• **Prompt**
Reproduce the Gilles Mollard profile word for word, from "His first job" up to and including "for supermarket retailing.".

• **Source**
Entrepreneurs Forever 2014 | Version française

Gilles Mollard


General manager of Toy"R"Us France

He cultivates the customer reflex.


Gilles Mollard grew up on the 20 acre family farm, one of the last ones remaining in the commune of Chambéry in Savoy. « When you have your feet in the mud, in the middle of the cows, it is teaches you to be pragmatic. » It teaches you poly-culture, if you follow the furrow: multi-trade, multi-sector, and multi-country!

His first job was with the Bongrain group, in the Vosges: as Product Manager, he cleared the ground for the ‘’Caprice des Dieux’’ brand of cheese. His colleagues felt sorry for him, when, in 1987, he left them for supermarket retailing.
And there he was, still in the countryside, in the Bugey region, for the Comptoirs Modernes. « I met some amazing mentors, with a real philosophy of trade and management. »

He started practicing a sort of professional crop rotation, alternating several jobs, including that of HR Manager, and designed a training course for the 2,000 Managers which would sow seeds along the rest of his career. « I still use those ideas as a reference: perfection in your work, the customer reflex, trust in the team, the spirit of conquest. »

With my peasant origins, I grew up with the idea of transmission.

• **Supplied material**
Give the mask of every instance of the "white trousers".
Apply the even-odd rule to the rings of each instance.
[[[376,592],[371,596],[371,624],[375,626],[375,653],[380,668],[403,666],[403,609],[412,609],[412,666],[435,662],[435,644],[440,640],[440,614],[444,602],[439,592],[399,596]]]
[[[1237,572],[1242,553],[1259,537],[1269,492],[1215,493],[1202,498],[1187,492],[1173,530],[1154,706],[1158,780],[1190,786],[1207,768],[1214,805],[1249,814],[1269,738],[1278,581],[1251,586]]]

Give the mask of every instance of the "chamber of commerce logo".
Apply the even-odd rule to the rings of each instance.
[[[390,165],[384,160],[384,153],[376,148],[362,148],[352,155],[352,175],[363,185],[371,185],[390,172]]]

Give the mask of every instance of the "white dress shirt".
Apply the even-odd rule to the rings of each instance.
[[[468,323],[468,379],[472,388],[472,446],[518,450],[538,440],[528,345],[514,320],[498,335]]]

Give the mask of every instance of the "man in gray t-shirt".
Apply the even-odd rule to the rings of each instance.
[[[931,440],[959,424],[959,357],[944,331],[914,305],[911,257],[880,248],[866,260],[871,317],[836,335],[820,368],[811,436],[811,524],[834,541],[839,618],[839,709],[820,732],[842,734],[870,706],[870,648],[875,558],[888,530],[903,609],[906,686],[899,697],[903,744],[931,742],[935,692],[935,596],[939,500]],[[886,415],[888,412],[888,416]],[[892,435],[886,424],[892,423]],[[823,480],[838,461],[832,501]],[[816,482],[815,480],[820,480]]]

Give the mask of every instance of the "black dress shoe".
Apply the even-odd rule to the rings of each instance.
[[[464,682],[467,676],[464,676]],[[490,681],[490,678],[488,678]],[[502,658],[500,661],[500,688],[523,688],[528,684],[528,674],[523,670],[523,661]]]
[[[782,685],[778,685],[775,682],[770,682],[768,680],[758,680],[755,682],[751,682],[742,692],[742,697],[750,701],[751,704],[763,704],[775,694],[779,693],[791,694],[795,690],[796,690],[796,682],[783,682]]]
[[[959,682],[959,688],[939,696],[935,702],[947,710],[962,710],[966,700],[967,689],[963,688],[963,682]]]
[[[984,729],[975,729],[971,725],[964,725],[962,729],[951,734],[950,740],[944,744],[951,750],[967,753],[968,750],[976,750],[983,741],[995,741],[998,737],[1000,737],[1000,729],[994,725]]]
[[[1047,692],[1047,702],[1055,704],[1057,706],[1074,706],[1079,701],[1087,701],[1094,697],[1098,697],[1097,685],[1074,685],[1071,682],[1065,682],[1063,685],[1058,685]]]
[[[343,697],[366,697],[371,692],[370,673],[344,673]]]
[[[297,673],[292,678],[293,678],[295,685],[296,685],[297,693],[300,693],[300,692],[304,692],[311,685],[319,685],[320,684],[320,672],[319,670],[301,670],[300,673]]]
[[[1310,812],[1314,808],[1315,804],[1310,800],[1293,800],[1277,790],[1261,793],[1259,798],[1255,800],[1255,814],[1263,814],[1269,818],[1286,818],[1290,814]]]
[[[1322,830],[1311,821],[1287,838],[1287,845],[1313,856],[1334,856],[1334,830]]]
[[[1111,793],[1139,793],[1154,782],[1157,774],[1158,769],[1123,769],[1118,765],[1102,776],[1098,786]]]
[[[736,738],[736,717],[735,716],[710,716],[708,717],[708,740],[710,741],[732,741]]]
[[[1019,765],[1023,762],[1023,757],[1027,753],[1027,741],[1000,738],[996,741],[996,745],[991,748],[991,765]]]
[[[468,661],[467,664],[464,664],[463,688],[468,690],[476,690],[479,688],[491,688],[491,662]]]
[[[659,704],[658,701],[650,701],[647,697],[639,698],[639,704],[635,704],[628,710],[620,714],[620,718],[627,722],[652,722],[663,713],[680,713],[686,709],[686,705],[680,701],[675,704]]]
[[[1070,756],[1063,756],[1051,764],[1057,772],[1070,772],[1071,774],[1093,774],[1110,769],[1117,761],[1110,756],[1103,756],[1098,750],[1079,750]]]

• **Correct result**
His first job was with the Bongrain group, in the Vosges: as Product Manager, he cleared the ground for the ‘’Caprice des Dieux’’ brand of cheese. His colleagues felt sorry for him, when, in 1987, he left them for supermarket retailing.